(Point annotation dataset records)
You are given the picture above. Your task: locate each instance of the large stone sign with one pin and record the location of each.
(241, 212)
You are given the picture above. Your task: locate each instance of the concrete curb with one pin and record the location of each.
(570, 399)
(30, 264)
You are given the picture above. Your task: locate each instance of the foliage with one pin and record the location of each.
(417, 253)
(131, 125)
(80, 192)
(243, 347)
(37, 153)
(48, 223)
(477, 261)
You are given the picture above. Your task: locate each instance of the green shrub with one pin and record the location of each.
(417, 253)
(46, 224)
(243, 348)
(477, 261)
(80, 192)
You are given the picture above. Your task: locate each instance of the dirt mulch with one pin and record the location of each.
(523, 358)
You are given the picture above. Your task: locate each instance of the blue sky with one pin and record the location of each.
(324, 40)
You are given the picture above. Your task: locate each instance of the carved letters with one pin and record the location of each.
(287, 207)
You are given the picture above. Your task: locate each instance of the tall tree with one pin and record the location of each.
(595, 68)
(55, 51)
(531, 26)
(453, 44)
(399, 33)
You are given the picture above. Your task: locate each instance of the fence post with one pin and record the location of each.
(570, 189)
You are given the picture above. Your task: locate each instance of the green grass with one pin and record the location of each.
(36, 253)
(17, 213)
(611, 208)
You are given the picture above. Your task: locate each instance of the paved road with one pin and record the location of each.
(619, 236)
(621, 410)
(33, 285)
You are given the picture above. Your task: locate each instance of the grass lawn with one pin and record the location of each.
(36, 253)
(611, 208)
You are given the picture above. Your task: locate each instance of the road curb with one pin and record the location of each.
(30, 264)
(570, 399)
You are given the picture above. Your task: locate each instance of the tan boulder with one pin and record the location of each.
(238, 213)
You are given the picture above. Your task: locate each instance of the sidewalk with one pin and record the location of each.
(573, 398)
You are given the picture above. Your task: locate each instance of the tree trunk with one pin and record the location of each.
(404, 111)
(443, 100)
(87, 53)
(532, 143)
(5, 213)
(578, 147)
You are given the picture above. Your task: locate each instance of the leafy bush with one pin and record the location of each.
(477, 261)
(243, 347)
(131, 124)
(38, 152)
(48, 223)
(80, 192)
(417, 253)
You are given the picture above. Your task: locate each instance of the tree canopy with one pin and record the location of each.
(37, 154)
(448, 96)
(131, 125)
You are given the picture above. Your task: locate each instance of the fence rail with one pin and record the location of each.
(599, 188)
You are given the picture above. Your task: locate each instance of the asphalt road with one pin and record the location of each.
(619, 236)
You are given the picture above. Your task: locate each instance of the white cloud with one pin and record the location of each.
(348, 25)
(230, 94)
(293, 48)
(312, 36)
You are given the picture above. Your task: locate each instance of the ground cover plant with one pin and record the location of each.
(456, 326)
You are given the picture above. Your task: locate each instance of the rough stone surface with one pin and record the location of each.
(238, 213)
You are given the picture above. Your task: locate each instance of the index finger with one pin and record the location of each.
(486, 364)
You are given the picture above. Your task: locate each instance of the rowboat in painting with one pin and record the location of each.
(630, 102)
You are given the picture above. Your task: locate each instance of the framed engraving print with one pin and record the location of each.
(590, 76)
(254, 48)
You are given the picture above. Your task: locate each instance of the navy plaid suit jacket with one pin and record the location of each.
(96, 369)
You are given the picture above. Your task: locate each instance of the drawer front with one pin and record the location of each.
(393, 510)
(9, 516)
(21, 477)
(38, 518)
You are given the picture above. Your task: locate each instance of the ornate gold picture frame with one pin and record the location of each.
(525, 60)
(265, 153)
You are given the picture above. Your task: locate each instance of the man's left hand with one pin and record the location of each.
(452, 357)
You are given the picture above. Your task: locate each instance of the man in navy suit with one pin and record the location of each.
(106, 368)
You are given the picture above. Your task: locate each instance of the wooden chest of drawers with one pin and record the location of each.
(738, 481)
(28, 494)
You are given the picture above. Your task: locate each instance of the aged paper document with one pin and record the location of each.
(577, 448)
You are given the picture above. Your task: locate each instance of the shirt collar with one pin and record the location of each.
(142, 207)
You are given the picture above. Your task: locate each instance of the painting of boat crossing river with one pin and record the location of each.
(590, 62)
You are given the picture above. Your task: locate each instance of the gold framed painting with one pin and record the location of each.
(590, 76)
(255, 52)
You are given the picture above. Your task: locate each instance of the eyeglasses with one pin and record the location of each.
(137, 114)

• STATED TASK
Rewrite all of the material above as a two-column CSV with the header row text,answer. Give each entry its own row, with its text and its answer each in one quoted field and every line break inside a field replaced by a space.

• WRITTEN SOLUTION
text,answer
"You are given the picture above. Your task: locate each instance of the large stone sign with one pin and record the location of each.","(241, 212)"
"You are given the picture above. Your task: locate each instance of the concrete curb with one pin and record the location of each.","(570, 399) (30, 264)"
"You are given the picture above. Your task: locate each instance of the foliage with one pin and record the location of each.","(417, 253) (131, 125) (80, 192) (243, 347) (37, 153) (48, 223) (477, 261)"
"You are given the picture above. Your task: locate each instance of the green shrub with one pin and record the location of each.","(417, 253) (46, 224) (243, 348) (477, 261) (80, 192)"
"You are given the picture above. Your task: locate each instance of the dirt mulch with one pin and record the location of each.","(523, 358)"
"You are given the picture above. Your task: locate each instance of the blue sky with one pin and record the location of each.","(324, 40)"
"You are given the picture above. Your task: locate each instance of the carved letters with one pin and record the location of each.","(287, 207)"
"You are given the picture above. Your task: locate each instance of the tall tree with one pin and record the location of each.","(595, 68) (55, 51) (531, 26) (453, 44) (399, 33)"
"You are given the picture above. Your task: locate each instance of the fence post with one pin and record the location of each.","(570, 189)"
"You are given the picture above. Your task: locate each instance of the green grass with one pin and record the location of each.","(36, 253) (17, 213) (611, 208)"
"You are given the picture above. Your task: locate each instance of the paved road with one pin and record the location of each.","(619, 236) (621, 410) (33, 285)"
"You are given the picture above. Your task: locate each instance of the grass lawn with one pin and record the location of each.","(36, 253) (611, 208)"
"You are given the picture above. Your task: locate each instance of the road curb with one pin and record the location of each.","(30, 264) (570, 399)"
"You are given the picture above. Your task: locate each instance of the tan boulder with one pin and record the location of each.","(238, 213)"
"You are given the picture above. Your task: locate each instance of the sidewalk with one pin and record the location of each.","(573, 398)"
"You are given the picture above. Your task: locate each instance of the tree trunk with one pin and record the location of each.","(404, 111) (443, 100) (87, 53) (532, 143) (5, 213) (578, 147)"
"You are given the picture above. Your task: locate each instance of the leafy bush with one pin and record the location of each.","(477, 261) (243, 347) (131, 124) (38, 152) (48, 223) (80, 192) (417, 253)"
"You are given the picture above. Your task: locate each instance of the tree canopy with one pin and record the location of each.","(37, 154) (448, 96) (131, 125)"
"You are given the picture above. Your task: locate each instance of the fence rail with one pin and record the location of each.","(599, 188)"
"You are given the picture above. Your task: locate each instance of the asphalt road with one pin and record the location of each.","(619, 236)"
"You are given the picture above. Your task: locate each instance of the white cloud with one pin and record the location of each.","(348, 25) (230, 94) (293, 48) (312, 36)"
"You are given the picture above. Your task: locate each instance of the ground cover plant with one pin and record the location of each.","(456, 326)"
"You are given the picture above. Your task: locate each instance of the rough stone surface with one pin and record the location of each.","(238, 213)"
"You are given the picture above. Your task: locate each instance of the index finger with one pin and record the location of each.","(486, 364)"
"You are given the picture above. Your task: locate each instance of the rowboat in painting with one pin and record the location of each.","(630, 102)"
"You are given the picture above. Your task: locate each instance of the framed engraving print with one pin and record the location of each.","(590, 76) (254, 48)"
"You are given the picture above. Your task: locate each instance of the navy plaid suit jacket with one pin and record the location of each.","(96, 369)"
"You are given the picture above. Your task: locate each instance of the drawer front with one pin and record the location of each.","(393, 510) (9, 516) (21, 477) (38, 518)"
"You are given the picture above. Your task: locate each instance of the ornate gold picture frame with one pin and record the location of each.","(525, 60) (265, 153)"
"You are given the picture above. Your task: locate each instance of the man's left hand with one pin and record the location of each.","(452, 357)"
"You are given the picture above. Your task: locate each instance of the man in navy suit with one pin and record the location of each.","(106, 368)"
"You are given the picture above. Your task: locate each instance of the wooden chest of drawers with one pin and record the location of each.","(738, 481) (28, 494)"
"You are given the picture above. Your task: locate each instance of the aged paper document with one pin and record the location of each.","(577, 448)"
"You are given the picture above. Your task: locate each instance of the shirt collar with one pin and record the location of each.","(142, 207)"
"You are given the picture above. Your task: locate each instance of the painting of boat crossing river with one pin and record the location of each.","(590, 62)"
"You are given the picture above. Your task: locate each instance of the gold framed painting with one pin and record the location of each.","(590, 76) (255, 52)"
"You are given the picture above. Your task: locate each instance of the eyeglasses with one pin and record the location of each.","(137, 114)"